-- HOW TO COMPLETE THIS TASK --
In the excerpt about Kennedy and the incoming Trump administration, which two countries does Kennedy say allow pharmaceutical companies to advertise on TV?

Kennedy excoriated Covid vaccines in particular, which he, and a minority of scientists and doctors, argued should not have been forced on the entire population, where they have caused significant and sometimes severe injuries.
Leaked phone conversations between Kennedy and Trump from July strongly suggest Trump agrees.
“I agree with you, man. Something’s wrong with that whole system … When you feed a baby, Bobby, a vaccination that is like 38 different vaccines and it looks like it’s meant for a horse, not a, you know, 10-pound or 20-pound baby … It’s so massive and then you see the baby all of a sudden starting to change radically. I’ve seen it too many times,” the soon-to-be 47th president said.
Since Trump’s election win, cable news in the US, more than half of whose advertising depends on pharmaceutical companies, has been freaking out about Kennedy, smearing him and his ideas daily.
“There are only two countries in the world that allow pharmaceutical companies to advertise on the TV, New Zealand and the US,” Kennedy routinely claims.
Unlike during his first term, Trump cannot run for re-election, is unlikely to be removed from office and is no longer beholden to donors or corporations, which could explain any panic proliferating among the ranks of pharmaceutical company executives.
Kennedy also has become a highly vocal critic of US support for Ukraine, arguing NATO’s plan to bring the former Soviet nation into the US-led bloc, which would pave the way for US troops and missiles on the Russian border, has triggered an unnecessary and bloody war. Ending the war, as he has promised, will be Trump’s first big political test.
Reports proliferated on Thursday that Kennedy was urging Trump not to appoint Florida senator Marco Rubio or Mike Pompeo as secretary of state, preferring someone who was “less neo-con”.
Kennedy is also a strident champion of free speech, having been personally censored during Covid, and a high-profile critic of Google and Meta, which he argues have become an Orwellian arm of government and big business.
Jenin Younes, a senior lawyer at the New Civil Liberties Alliance, which underpinned a historic but ultimately inconclusive Supreme Court censorship case against the Biden administration, tells Inquirer Trump may aim to “dismantle the sprawling censorship apparatus, which operates across at least a dozen federal agencies”.
“The new Trump administration has a golden opportunity to reject the Biden- Harris administration’s unconstitutional censorship regime, which successfully silenced politically disfavoured views,” Younes says.
Kennedy also will push hard for Trump to follow through with his promise, unfulfilled during his first term, to release the entirety of the remaining files related to the assassination of his uncle, president John F. Kennedy.
Robert Kennedy has long argued the CIA at least knew more about the assassination plot than it revealed to the investigating Warren Commission.
It’s hard to dislike Kennedy; rather than living an indolent, luxurious life trading on the family name, he has launched himself into a series of battles with powerful corporations over many years, attracting many powerful enemies for causes he truly believes in.
He’s well read, sincere and eloquent, whatever you may think of his claims.
Who knows what RFK expected to achieve from his independent presidential campaign, which had little hope of success outside the power structures of the two major political parties, and given the vicious and unrelenting animosity of mainstream media.
He couldn’t have done much better than becoming arguably one of the most powerful cabinet secretaries in a Trump administration where Republicans control both houses of congress. The two alpha males could fall out spectacularly but, if not, it’s going to be a wild ride for big tech, the military-industrial complex and pharmaceutical giants.

Saved entries:
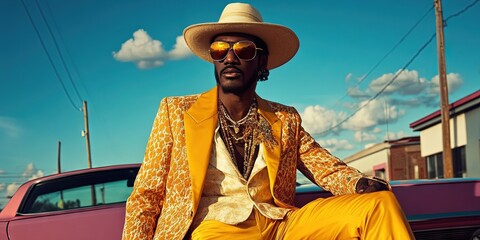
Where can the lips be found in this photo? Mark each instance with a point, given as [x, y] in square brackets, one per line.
[231, 72]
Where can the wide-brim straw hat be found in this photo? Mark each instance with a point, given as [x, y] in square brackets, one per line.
[281, 41]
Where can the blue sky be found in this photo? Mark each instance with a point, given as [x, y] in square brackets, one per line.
[124, 56]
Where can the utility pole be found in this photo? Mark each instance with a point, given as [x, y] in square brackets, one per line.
[86, 134]
[59, 169]
[444, 104]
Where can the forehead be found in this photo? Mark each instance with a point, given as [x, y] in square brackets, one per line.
[235, 37]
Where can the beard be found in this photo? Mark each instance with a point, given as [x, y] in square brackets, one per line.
[235, 89]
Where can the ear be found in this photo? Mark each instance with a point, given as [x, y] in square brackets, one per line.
[262, 61]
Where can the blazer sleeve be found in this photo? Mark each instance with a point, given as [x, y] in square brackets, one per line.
[321, 167]
[146, 200]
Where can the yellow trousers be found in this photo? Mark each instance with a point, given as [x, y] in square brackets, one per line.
[375, 216]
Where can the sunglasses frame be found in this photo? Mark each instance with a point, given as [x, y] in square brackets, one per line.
[231, 47]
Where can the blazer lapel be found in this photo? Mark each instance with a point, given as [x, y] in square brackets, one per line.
[272, 154]
[200, 123]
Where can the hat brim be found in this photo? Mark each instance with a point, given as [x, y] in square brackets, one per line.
[282, 42]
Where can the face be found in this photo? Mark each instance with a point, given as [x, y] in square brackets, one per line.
[234, 75]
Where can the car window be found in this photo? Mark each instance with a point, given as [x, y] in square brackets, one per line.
[80, 191]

-- PROBLEM SOLUTION --
New Zealand and the US.